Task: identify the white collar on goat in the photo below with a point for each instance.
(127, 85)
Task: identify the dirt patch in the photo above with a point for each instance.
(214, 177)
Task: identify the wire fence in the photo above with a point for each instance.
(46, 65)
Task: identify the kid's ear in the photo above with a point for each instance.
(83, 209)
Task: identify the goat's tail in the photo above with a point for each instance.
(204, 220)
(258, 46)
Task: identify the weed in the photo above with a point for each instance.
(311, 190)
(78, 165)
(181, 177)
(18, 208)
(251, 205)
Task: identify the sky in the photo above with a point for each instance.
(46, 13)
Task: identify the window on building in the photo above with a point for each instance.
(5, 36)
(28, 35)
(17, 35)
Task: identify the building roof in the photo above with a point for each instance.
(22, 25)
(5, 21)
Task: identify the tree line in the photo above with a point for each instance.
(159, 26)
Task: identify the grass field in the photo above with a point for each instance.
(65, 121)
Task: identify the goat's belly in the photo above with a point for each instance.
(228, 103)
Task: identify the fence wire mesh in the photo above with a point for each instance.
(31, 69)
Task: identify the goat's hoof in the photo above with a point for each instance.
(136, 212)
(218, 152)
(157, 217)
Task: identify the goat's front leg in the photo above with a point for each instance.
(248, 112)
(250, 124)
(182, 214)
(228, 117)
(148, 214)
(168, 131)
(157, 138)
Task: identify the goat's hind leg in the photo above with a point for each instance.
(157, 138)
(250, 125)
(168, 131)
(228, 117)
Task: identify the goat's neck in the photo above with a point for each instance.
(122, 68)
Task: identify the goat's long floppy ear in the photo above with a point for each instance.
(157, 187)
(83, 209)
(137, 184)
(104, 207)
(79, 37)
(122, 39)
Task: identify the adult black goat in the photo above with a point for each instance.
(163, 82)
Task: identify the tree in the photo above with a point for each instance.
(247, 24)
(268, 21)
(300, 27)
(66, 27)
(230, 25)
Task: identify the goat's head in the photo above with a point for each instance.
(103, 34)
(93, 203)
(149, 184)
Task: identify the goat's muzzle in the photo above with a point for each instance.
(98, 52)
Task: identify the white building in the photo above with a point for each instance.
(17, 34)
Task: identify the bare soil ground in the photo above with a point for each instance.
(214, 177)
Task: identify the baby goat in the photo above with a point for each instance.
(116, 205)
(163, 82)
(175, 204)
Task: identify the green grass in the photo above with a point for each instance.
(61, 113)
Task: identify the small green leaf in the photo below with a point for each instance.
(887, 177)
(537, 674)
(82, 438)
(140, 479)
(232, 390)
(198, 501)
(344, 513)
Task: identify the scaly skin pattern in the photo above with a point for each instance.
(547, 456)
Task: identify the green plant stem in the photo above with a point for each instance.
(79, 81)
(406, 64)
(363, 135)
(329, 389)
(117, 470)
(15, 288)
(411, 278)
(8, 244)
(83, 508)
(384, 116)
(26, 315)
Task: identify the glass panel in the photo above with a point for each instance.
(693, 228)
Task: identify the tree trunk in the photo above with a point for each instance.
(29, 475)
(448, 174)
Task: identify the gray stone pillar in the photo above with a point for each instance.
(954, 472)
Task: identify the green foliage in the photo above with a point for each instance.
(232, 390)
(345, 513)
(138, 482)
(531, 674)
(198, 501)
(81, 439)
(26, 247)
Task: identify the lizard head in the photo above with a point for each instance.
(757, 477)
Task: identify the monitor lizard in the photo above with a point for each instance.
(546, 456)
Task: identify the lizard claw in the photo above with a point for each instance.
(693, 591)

┄┄┄┄┄┄

Task | Please print the entire listing above again, word for word, with no changes.

Solution for this exercise |
Task: identify the white collar on goat in the photo below with a point for each instance.
(127, 85)
Task: identify the dirt patch in the photo above with a point for each instance.
(214, 177)
Task: identify the wire fence in the photo above with a point for each instance.
(46, 65)
Task: identify the kid's ear in the photo above with a point for each instance.
(83, 209)
Task: identify the goat's tail in the photo above with a point for each instance.
(204, 220)
(258, 46)
Task: identify the weed in the photo above with a point for each instance.
(311, 190)
(78, 165)
(181, 177)
(18, 208)
(251, 205)
Task: identify the sky in the photo above with a point for each instance.
(46, 13)
Task: identify the window on building in the photo above with a point for each instance.
(5, 36)
(28, 35)
(17, 35)
Task: identify the building roof in the photo above with a point for each instance.
(22, 25)
(5, 21)
Task: identify the tree line in the photo above with a point for each instance.
(159, 26)
Task: identify the grass field in the photo above with a point for each instance.
(65, 121)
Task: identify the goat's belly in the photo above with a point for each instance.
(228, 103)
Task: identify the fence wire mesh in the photo above with a point for each instance.
(31, 69)
Task: identify the goat's hoof in the photo above with a point for each instance.
(136, 212)
(218, 152)
(157, 217)
Task: identify the goat's front leg in the photo above with a point for each instance.
(248, 112)
(250, 124)
(182, 214)
(228, 117)
(148, 214)
(168, 131)
(157, 138)
Task: identify the goat's hind leg in the photo above with a point for each instance.
(157, 138)
(250, 125)
(168, 131)
(228, 117)
Task: identify the goat's neck in the photo above with a point for each instance.
(122, 68)
Task: identify the goat's long floppy ear in the photo above with a point for each instance.
(157, 187)
(83, 209)
(137, 184)
(104, 207)
(79, 37)
(122, 39)
Task: identify the adult black goat in the photo above with a point for each instance.
(163, 82)
Task: identify the tree in the photo above with a point for each instance.
(247, 24)
(268, 21)
(300, 27)
(66, 27)
(230, 25)
Task: identify the goat's head in the photo above with a point for each instance.
(103, 34)
(93, 203)
(149, 184)
Task: identify the goat's muzzle in the photo above with a point for each instance.
(98, 52)
Task: identify the white building in the photo above with a point for each instance.
(17, 34)
Task: identify the bare soil ground in the photo above with a point for each instance.
(214, 177)
Task: identify the baby goat in the photo above with a point for each instance.
(116, 205)
(163, 82)
(175, 204)
Task: identify the green grass in the photo above with a point for each instance.
(61, 113)
Task: identify the small green leaf in the photo below with a point for each instance.
(887, 177)
(537, 674)
(82, 438)
(140, 479)
(232, 390)
(198, 501)
(344, 513)
Task: identify the scaly skin pattern in the photo above with a point for each instance.
(547, 456)
Task: identify the green plant stem in the photo above with a point for each instance.
(79, 81)
(406, 64)
(363, 135)
(329, 389)
(117, 470)
(15, 288)
(411, 278)
(8, 244)
(83, 508)
(384, 116)
(26, 315)
Task: identify the glass panel in the photo above with a point for each instance.
(693, 228)
Task: identify the tree trunk in the photo above with a point for each instance.
(29, 475)
(448, 174)
Task: identify the gray stone pillar in the photo above with a point for each instance.
(954, 472)
Task: identify the green foliage in the photo above with a point for each instance.
(232, 390)
(345, 513)
(138, 482)
(531, 674)
(198, 501)
(81, 439)
(26, 247)
Task: identify the lizard head in the photo above with a point for each instance.
(757, 477)
Task: identify the monitor lizard in the photo above with a point for each instance.
(546, 456)
Task: identify the lizard claw in the photo above with a point for each instance.
(693, 591)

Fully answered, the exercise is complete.